▶ _Set of tasks_:
1. In the forum thread below, what does pyro say happens when you request someone as a friend?
2. From the forum thread below, copy word for word the stretch from "## jdubbya (Nov" through "do you click/check/etc..".

▶ _Supplied text_:
++++++++++++++++++++

# friends--hehe



## pyro (Oct 7, 2006)

well here's one way to get some people back to the forum-  -request them as a friend--they get an e-mail and wonder whats going on-i just did it this morn - lol


----------



## Frighteners Entertainment (Jan 24, 2006)

I've been doing the same. 
I would like to see some old friends back here in the mix .


----------



## DeathTouch (Sep 6, 2005)

That is dirty pool old man!


----------



## Dr Morbius (Sep 21, 2004)

I've been friend requesting all morning..heheh.


----------



## GothicCandle (Mar 26, 2007)

your suppose to get an email? I didn't.


----------



## scream1973 (Dec 23, 2007)

I did..


----------



## Sickie Ickie (Jun 20, 2006)

I keep on gettin them! Attack of the e-mails!!!!


----------



## hawkchucker (Oct 5, 2007)

I only got 2 friends. I am so lonely!


----------



## Johnny Thunder (Feb 24, 2006)

Oh, dear Pyro, I feel so special now.


----------



## pyro (Oct 7, 2006)

johnnythunder said:


> Oh, dear Pyro, I feel so special now.


 i meant its a good way to get those who wait till the season to come on


----------



## tuck (Oct 27, 2007)

Pyro told me that if I didn't become his friend he would send out some guys to break my legs. I figured i better comply.


----------



## Moon Dog (Oct 3, 2006)

hawkchucker said:


> I only got 2 friends. I am so lonely!


That's one ore than I've got.


----------



## Moon Dog (Oct 3, 2006)

tuck said:


> Pyro told me that if I didn't become his friend he would send out some guys to break my legs. I figured i better comply.


Pyro, you better call off Guido & Hammer Head...


----------



## pyro (Oct 7, 2006)

Moon Dog said:


> Pyro, you better call off Guido & Hammer Head...


hey moon dog i think they'r headed your way


----------



## midnight_moon (Apr 28, 2008)

I only have two friends.....sniff...
Lets see..Click here, open in new window....Click to add
friend..No wait! I have to close this window first, then..
Oh heck! I wonder how many stamps I have left. I'll
just snail mail them out....


----------



## Frighteners Entertainment (Jan 24, 2006)

midnight_moon said:


> I only have two friends.....sniff...
> Lets see..Click here, open in new window....Click to add
> friend..No wait! I have to close this window first, then..
> Oh heck! I wonder how many stamps I have left. I'll
> just snail mail them out....


If you have me, then that's all you need...just ask anyone!


----------



## jdubbya (Nov 6, 2005)

Okay, I've had a few friend requests. How exactly do you go about activating/accepting these. Frankly, I don't see the point of it. I like message boards for the content, but not sure we need to identify certain online "friends", but anyway..what do you click/check/etc..

++++++++++++++++++++

▶ _Excerpted records_:
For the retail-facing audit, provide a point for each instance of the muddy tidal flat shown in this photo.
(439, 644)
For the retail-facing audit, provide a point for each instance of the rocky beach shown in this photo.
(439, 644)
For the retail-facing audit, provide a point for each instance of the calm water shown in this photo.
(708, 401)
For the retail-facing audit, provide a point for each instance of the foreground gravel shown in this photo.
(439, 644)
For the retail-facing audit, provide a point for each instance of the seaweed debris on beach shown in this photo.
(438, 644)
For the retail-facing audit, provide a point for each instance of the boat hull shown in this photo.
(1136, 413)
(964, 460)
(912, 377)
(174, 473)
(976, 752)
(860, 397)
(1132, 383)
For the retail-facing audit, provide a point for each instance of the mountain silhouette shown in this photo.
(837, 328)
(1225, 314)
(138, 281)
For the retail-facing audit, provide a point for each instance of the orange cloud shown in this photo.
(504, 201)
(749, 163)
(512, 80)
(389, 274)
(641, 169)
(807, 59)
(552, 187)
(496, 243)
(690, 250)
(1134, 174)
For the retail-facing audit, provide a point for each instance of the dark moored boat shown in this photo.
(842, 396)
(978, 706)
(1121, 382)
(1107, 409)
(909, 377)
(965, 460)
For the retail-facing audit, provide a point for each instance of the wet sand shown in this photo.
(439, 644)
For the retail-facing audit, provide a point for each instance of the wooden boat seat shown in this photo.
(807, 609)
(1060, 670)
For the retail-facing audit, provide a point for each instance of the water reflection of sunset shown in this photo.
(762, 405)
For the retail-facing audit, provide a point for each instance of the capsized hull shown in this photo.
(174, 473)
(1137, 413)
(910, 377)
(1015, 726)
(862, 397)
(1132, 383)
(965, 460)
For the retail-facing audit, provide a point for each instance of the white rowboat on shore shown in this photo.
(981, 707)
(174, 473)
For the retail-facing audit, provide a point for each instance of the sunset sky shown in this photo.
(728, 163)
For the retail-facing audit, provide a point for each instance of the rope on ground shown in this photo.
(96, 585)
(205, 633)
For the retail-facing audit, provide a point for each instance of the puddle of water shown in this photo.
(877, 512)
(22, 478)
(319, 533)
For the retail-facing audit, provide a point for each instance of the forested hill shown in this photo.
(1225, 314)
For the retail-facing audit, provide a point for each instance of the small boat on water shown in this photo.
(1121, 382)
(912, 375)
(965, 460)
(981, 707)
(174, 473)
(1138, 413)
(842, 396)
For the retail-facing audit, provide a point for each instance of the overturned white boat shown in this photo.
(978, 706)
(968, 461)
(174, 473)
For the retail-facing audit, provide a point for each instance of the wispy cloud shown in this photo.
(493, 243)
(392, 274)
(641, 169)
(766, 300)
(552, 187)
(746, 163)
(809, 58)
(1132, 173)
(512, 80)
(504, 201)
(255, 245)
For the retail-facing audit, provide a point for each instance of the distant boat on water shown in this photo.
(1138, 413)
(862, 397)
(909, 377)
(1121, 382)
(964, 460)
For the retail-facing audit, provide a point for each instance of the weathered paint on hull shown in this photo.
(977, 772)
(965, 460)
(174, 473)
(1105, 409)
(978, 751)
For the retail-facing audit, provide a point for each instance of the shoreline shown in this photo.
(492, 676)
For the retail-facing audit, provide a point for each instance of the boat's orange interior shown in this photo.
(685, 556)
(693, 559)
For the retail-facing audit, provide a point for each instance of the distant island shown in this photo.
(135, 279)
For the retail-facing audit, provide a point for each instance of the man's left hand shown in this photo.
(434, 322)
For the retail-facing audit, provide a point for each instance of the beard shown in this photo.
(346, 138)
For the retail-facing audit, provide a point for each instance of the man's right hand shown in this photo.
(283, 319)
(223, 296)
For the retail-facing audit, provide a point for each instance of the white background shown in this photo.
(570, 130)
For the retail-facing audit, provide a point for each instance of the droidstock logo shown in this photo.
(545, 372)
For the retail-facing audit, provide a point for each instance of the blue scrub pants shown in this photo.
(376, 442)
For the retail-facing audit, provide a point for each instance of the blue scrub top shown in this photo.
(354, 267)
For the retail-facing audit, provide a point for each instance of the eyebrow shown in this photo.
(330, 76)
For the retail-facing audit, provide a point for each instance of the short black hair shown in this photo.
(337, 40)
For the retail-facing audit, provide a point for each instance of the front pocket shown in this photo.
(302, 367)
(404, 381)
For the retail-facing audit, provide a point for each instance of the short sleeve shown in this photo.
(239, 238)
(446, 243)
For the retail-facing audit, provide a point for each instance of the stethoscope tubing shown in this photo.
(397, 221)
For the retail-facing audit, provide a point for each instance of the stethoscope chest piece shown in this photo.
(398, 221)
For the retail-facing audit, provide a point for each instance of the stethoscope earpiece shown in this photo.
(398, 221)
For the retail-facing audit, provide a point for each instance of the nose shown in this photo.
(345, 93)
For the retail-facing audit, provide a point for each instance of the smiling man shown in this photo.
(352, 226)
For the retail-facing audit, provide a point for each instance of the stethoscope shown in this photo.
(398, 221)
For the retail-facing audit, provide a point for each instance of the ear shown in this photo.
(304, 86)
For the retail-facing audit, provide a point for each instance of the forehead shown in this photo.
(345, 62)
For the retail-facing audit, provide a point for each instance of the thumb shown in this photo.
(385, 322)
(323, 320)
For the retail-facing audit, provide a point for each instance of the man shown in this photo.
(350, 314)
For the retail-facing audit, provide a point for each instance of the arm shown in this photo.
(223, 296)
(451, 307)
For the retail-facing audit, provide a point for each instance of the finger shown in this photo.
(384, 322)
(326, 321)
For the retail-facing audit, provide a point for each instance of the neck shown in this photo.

++++++++++++++++++++

▶ _Outputs for the tasks_:
1. They get an e-mail and wonder what's going on.

2.
## jdubbya (Nov 6, 2005)

Okay, I've had a few friend requests. How exactly do you go about activating/accepting these. Frankly, I don't see the point of it. I like message boards for the content, but not sure we need to identify certain online "friends", but anyway..what do you click/check/etc..